START Given data

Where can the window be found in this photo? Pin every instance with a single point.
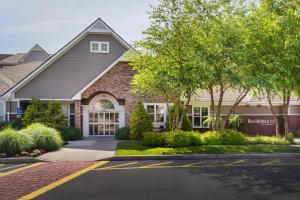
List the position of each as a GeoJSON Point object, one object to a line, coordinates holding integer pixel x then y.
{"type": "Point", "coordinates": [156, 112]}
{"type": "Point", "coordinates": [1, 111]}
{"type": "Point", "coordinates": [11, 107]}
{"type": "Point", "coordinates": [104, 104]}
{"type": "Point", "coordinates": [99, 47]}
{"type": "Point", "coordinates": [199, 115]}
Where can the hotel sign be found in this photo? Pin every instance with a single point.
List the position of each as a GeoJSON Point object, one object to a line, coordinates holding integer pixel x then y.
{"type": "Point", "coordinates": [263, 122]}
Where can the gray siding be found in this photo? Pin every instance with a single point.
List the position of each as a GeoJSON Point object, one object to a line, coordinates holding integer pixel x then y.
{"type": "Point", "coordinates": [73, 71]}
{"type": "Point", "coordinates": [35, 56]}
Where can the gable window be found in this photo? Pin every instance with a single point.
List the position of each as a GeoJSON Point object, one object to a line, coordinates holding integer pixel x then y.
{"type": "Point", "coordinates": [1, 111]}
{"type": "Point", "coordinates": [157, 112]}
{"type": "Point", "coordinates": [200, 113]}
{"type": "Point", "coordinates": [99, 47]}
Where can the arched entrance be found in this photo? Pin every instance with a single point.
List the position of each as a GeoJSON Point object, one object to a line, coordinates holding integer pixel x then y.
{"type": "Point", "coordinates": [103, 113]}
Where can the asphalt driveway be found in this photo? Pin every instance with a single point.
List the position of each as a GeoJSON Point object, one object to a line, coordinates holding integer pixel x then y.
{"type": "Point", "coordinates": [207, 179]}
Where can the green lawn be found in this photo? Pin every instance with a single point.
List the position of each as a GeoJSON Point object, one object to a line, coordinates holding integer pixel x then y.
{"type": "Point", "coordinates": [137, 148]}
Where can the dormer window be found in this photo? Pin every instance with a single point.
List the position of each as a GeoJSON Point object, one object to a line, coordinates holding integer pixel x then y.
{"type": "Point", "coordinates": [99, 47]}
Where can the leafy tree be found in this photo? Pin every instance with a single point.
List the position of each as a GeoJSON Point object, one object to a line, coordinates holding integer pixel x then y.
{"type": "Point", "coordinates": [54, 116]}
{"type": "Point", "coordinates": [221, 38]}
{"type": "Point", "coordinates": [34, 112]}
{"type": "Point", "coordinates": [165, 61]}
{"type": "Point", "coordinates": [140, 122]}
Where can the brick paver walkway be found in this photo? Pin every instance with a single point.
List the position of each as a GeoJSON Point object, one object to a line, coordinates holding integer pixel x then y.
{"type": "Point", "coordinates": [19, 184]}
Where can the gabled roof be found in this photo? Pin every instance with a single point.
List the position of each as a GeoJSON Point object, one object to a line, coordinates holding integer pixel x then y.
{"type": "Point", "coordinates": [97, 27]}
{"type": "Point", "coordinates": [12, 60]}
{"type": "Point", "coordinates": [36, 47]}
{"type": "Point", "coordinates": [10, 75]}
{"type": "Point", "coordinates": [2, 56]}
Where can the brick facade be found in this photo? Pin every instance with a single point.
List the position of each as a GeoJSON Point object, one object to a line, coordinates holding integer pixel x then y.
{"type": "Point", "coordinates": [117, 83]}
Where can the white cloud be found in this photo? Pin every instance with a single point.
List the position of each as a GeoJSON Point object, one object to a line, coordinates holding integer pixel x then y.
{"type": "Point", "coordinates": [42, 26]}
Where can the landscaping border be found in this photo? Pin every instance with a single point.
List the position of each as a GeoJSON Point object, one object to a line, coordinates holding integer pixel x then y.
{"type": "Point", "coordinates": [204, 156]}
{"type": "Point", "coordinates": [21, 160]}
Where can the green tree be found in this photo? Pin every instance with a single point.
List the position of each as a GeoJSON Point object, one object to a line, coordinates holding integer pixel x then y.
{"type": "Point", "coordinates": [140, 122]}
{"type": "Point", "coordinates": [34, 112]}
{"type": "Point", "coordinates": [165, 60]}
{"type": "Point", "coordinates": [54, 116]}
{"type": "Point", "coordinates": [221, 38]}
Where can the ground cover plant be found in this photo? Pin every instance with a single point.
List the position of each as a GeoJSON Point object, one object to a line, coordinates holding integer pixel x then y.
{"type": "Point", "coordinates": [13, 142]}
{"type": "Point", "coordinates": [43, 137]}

END Given data
START Given data

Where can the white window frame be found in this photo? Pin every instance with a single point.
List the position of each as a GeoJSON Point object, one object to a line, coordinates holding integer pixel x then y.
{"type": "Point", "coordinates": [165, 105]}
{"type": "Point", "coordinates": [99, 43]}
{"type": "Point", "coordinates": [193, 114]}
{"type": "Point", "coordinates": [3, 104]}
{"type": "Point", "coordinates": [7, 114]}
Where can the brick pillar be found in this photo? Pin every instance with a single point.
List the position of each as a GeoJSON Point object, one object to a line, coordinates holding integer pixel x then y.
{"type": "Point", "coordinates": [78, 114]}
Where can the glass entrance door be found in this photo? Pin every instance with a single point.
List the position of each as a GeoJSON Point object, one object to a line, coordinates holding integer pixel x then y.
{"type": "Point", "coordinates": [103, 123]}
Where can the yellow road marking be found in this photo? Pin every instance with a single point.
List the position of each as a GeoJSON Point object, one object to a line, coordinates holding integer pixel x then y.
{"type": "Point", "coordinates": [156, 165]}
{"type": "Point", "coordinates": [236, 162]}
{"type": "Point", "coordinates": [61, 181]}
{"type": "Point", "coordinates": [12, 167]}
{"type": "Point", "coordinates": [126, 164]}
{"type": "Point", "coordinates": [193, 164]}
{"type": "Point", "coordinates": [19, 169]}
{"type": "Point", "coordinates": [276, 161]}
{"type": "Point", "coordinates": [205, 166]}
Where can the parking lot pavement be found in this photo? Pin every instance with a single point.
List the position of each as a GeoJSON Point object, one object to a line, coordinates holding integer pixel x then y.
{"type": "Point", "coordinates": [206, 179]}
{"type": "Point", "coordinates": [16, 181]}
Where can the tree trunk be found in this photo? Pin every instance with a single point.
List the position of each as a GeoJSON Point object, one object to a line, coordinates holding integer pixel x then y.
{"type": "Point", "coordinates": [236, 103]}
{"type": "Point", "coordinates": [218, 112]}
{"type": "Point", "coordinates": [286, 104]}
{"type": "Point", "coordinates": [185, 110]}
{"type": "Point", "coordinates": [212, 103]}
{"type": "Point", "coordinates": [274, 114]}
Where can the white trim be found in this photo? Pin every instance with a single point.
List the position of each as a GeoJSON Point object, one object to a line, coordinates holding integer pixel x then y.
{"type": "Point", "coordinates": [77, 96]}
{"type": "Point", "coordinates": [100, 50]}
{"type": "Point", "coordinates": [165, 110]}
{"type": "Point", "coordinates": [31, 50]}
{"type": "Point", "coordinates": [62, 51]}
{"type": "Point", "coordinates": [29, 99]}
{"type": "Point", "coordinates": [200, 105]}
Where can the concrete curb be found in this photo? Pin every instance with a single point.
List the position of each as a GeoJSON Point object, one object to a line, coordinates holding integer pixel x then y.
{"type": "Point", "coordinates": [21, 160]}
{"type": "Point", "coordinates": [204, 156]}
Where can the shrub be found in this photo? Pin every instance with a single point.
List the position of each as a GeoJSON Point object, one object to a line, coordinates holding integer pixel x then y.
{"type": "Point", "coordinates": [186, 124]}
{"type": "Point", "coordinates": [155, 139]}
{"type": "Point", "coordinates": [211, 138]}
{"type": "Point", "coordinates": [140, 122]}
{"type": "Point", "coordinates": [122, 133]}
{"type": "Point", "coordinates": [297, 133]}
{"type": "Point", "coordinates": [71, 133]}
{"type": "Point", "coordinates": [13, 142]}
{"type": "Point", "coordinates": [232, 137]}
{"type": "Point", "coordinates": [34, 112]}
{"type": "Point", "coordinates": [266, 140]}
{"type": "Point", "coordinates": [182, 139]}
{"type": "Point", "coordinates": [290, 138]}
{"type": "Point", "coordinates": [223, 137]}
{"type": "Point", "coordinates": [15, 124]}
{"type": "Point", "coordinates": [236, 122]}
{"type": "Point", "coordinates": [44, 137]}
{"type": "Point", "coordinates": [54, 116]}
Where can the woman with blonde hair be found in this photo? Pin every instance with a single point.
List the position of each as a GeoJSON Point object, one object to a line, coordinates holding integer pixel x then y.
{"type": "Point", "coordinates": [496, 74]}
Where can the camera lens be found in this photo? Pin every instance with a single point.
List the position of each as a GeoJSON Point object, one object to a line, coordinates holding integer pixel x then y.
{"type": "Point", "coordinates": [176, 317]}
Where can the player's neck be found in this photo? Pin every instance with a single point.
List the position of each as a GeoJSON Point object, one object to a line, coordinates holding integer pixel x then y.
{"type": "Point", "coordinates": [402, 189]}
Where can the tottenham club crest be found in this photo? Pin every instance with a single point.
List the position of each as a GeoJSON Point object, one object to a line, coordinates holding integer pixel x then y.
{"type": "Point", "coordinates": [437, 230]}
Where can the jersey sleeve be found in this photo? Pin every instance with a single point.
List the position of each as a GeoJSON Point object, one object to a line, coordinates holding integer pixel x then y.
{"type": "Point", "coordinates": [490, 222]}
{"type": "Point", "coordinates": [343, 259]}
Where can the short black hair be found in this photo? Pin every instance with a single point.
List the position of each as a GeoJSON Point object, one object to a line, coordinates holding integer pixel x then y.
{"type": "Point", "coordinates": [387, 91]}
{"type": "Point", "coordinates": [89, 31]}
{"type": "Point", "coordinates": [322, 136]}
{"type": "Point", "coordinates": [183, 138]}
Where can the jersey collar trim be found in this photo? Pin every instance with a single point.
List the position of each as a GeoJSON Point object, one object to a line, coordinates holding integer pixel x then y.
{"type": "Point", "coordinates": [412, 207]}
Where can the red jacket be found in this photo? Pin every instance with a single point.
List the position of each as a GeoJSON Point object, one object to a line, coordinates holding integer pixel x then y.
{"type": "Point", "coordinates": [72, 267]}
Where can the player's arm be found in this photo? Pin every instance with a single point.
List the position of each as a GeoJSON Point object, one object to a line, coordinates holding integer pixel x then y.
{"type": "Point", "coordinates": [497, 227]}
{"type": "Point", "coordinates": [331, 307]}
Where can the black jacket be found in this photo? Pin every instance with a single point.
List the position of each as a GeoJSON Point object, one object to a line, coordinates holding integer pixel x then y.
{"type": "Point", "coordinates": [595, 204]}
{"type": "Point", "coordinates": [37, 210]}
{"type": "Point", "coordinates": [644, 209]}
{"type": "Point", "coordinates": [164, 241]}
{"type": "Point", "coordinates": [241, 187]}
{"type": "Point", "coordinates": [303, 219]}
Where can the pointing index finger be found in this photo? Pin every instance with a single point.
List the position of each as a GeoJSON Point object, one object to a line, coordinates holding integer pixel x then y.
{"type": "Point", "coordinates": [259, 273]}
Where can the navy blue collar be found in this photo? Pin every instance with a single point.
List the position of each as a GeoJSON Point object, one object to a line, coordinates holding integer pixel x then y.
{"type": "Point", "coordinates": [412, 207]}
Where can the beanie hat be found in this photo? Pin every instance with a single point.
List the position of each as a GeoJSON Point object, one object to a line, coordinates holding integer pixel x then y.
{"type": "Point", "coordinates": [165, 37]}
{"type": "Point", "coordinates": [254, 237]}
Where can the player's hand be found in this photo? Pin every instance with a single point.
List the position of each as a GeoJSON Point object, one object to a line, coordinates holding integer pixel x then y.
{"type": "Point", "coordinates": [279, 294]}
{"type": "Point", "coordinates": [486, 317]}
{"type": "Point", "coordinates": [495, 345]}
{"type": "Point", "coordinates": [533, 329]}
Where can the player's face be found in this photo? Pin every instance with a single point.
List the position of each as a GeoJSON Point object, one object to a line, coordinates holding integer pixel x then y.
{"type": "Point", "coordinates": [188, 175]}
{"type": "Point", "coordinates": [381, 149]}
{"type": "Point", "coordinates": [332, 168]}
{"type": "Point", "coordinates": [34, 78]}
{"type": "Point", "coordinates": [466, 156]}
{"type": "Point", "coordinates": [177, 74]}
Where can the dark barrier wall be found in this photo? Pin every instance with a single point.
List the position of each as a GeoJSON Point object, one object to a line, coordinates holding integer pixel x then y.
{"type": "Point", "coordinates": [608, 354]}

END Given data

*The task*:
Return, unchanged, the run of lines above that opens with the line containing "Where can the parking" and closes with the line containing "Where can the shrub". Include both.

*Problem solution*:
Where can the parking lot pavement be found in this photo? Pin every instance with a single point.
List the position of each as a GeoJSON Point object, one object to a line, coordinates holding integer pixel x then y.
{"type": "Point", "coordinates": [206, 179]}
{"type": "Point", "coordinates": [16, 181]}
Where can the tree trunk be found in this photo? Pin every instance with a single point.
List the position of each as a GeoJSON Point object, one object to a line, coordinates holding integer pixel x then y.
{"type": "Point", "coordinates": [236, 103]}
{"type": "Point", "coordinates": [218, 112]}
{"type": "Point", "coordinates": [286, 104]}
{"type": "Point", "coordinates": [185, 110]}
{"type": "Point", "coordinates": [212, 103]}
{"type": "Point", "coordinates": [274, 114]}
Where can the white trim be found in this photo? Pin every instance with a single point.
List the position of each as a GeoJSON Point object, one object to a line, coordinates holding integer pixel x then y.
{"type": "Point", "coordinates": [77, 96]}
{"type": "Point", "coordinates": [100, 50]}
{"type": "Point", "coordinates": [165, 110]}
{"type": "Point", "coordinates": [31, 50]}
{"type": "Point", "coordinates": [62, 51]}
{"type": "Point", "coordinates": [29, 99]}
{"type": "Point", "coordinates": [200, 105]}
Where can the concrete curb be found in this photo? Pin every instance with a single point.
List the position of each as a GeoJSON Point object, one object to a line, coordinates holding integer pixel x then y.
{"type": "Point", "coordinates": [21, 160]}
{"type": "Point", "coordinates": [204, 156]}
Where can the shrub be found in this photo? Pin every instance with a single point.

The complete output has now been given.